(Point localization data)
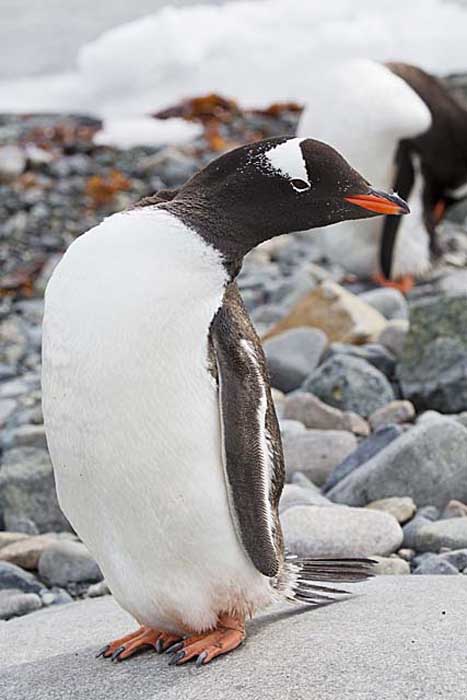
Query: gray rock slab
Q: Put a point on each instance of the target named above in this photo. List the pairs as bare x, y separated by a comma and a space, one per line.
400, 637
317, 452
428, 463
339, 531
433, 367
351, 384
293, 355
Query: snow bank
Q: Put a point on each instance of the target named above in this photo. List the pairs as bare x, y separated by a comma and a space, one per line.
145, 131
257, 52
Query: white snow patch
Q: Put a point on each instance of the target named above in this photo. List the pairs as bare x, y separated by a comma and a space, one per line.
257, 52
141, 131
288, 159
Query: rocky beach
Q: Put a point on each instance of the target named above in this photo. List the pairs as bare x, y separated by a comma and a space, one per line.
370, 386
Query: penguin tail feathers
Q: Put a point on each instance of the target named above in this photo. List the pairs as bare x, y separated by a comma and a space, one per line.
302, 579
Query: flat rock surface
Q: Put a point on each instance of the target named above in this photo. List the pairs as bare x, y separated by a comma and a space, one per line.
401, 637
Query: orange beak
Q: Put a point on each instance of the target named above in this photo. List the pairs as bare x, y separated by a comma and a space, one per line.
379, 202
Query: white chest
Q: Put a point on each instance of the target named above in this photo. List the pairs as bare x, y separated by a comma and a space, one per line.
132, 416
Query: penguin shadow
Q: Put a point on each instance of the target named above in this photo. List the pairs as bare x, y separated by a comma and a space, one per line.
258, 626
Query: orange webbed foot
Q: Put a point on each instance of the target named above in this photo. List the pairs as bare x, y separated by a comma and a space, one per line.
404, 284
227, 636
124, 647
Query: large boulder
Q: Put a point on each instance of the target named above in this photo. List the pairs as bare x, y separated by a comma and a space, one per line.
317, 452
27, 490
350, 384
428, 463
293, 355
433, 367
321, 531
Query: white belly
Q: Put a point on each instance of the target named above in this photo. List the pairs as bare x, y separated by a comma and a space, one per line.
133, 422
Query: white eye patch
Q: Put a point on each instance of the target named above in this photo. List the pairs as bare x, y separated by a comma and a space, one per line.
287, 159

TASK REQUIREMENTS: In your copy, every entry above must match word for word, and no picture may appear.

SOLUTION TO THIS TASK:
Query: gray rock slab
Q: Put a point on each instance of the target named above in this photo. List the pairs as bare x, y separated by a comma and a space, one per line.
400, 637
317, 452
428, 463
339, 531
433, 367
351, 384
293, 355
Query: snow bank
Q: Put a point on each instance of the target named above in this photo. List the pairs as bare x, y separated by a comma and a space, one per line.
145, 131
257, 52
Query: white snow patch
Q: Put a point on each instance of the target named above in this photo. List the pairs as bare x, y separated by a comma and a space, one per line.
257, 52
141, 131
288, 159
Query: rocky beach
Q: Put a point on each instance of the target named above in this photo. List the pairs as bare x, y separated by a comma and a space, one per line.
370, 386
Query: penguin tail feathers
Q: Put a point on each instance of the target named above in this photo. List the pairs as bare x, y separated by a comma and a space, one per line.
302, 579
Query: flat rock surface
Q: Put a point on each instance of the target named above in this photo. List the pairs as bare x, y separated by a comma and a space, one per line.
401, 637
Query: orange beak
Q: Put a point on each instance of the target named above in this photo. List the pairs as bare x, y separated by a comma and a space, one per line.
379, 202
Query: white chest
Q: Put a point on each instance of the target named above in this photo. List the pairs as bare x, y separated by a comma and a space, one per line.
132, 416
Query: penguin shadow
Q: Put a point on each instance of the target named above in this photo. List the pairs as bare x, y separated by a comma and a space, one per line.
258, 626
Query: orange webbed foot
Q: Put a point on each instance of the target named above in this photo. List the pairs as bare x, y separated by a comma and a space, one per line.
404, 284
227, 636
124, 647
Query: large boulder
Q: Put a point on each instance of the target named above in this photo. List the pairs as bare x, y separated by a comma and a space, one per line.
317, 452
27, 490
350, 384
428, 463
293, 355
433, 367
321, 531
Query: white belly
Q: Put a point on each instance of the target named above in this photo. List the pairs as bare x, y separated by a comma and a space, one per line.
133, 422
Query: white eye patch
Q: Put a point on each instance of the target named above in this photo. List the pairs as bare x, y separated by a comma and a space, one per line.
287, 159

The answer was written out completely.